EXERCISE TASKS
#1 In the forum thread about bee-friendly vines, what did beth14kk9's bee mentor give them?
#2 Carry on the forum thread about bee-friendly vines for fences from its last post.

--- START SELECTED EXCERPT ---

I have a Clematis peniculata that the bees have continued to work. It has not been killed by cold temps yet and continues to flower. I'm not sure how much nectar they get from it.

I have planted several seedlings this fall along the fence in my backyard.

Tom


----------



## markmaster (Jan 21, 2010)

Honeysuckle, if your fence is strong enough to support the eventual weight; I have one fenceline covered in blackberry (had to train it to the fence and keep it clipped, though).


----------



## beth14kk9 (Sep 20, 2010)

The bees here in the south also love coral vine. My bee mentor gave us some seeds off of his to start for next spring. He has his back fence covered with it and it's just beautiful in the summer and seems to be pretty drought resisitant.


----------



## markmaster (Jan 21, 2010)

beth14kk9 said:


> The bees here in the south also love coral vine. My bee mentor gave us some seeds off of his to start for next spring. He has his back fence covered with it and it's just beautiful in the summer and seems to be pretty drought resisitant.


Sounds like a winner! Any pictures of this vine to share?


----------



## KeithC (Jun 15, 2010)

here ya go


----------



## markmaster (Jan 21, 2010)

Good-looking flower ... it appears from one of the pix that this might be a bit invasive -- is it? Or does it just need lots of pruning to control?


----------



## KeithC (Jun 15, 2010)

this is what Florida thinks about it Here


----------



## markmaster (Jan 21, 2010)

Thanks, KeithC, for the link .... I'll skip the coral vine -- we have had enough troubles with kudzu and trumpet vine. I doubt if my neighbors would appreciate another invader!

--- END SELECTED EXCERPT ---
--- START EXTRACTED MATERIAL ---

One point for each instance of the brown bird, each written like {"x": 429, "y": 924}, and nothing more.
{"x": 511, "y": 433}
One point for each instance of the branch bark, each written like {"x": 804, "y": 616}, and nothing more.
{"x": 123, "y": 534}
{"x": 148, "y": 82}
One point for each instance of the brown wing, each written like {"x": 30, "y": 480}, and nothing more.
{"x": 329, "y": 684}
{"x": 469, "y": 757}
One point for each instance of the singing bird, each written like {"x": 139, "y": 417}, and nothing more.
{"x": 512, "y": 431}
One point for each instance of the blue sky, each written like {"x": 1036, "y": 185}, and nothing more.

--- END EXTRACTED MATERIAL ---

RESULTS BY TASK
#1 Seeds from his coral vine to start the next spring.

#2
----------



## beth14kk9 (Sep 20, 2010)

I've never seen it be a problem here in NW Fla. It seems fairly hardy, but I've not seen it get out of control. It dies back after a frost, but comes back out in spring. It's funny what is a problem plant for some and not others. I have another plant, a cape honeysuckle that I just love that says confined to a small area beside by house, but a lady at our local Ex. Service plant sale said she had a problem with hers spreading and getting out of control. Go figure. Maybe I have a different variety or maybe it's my particular soil... Anyway, I look forward to getting a fence row of coral vine started this spring. It's looks really pretty en masse.

Beth


----------



## KeithC (Jun 15, 2010)

trying to find some seed for this spring myself


----------



## green2btree (Sep 9, 2010)

Invasive plants can be quite variable from variety to variety. Here in Iowa we are having a huge problem with Russian Olive. I am fighting a losing battle on my property. It has been planted as a windbreak and wildlife food source for awhile and yet it seems that only recently has it exploded across the landscape. I suspect that a new variety turned up that just loves the conditions in the Midwest. On a recent drive from Iowa to Pennsylvania there was nowhere that I did not spot it.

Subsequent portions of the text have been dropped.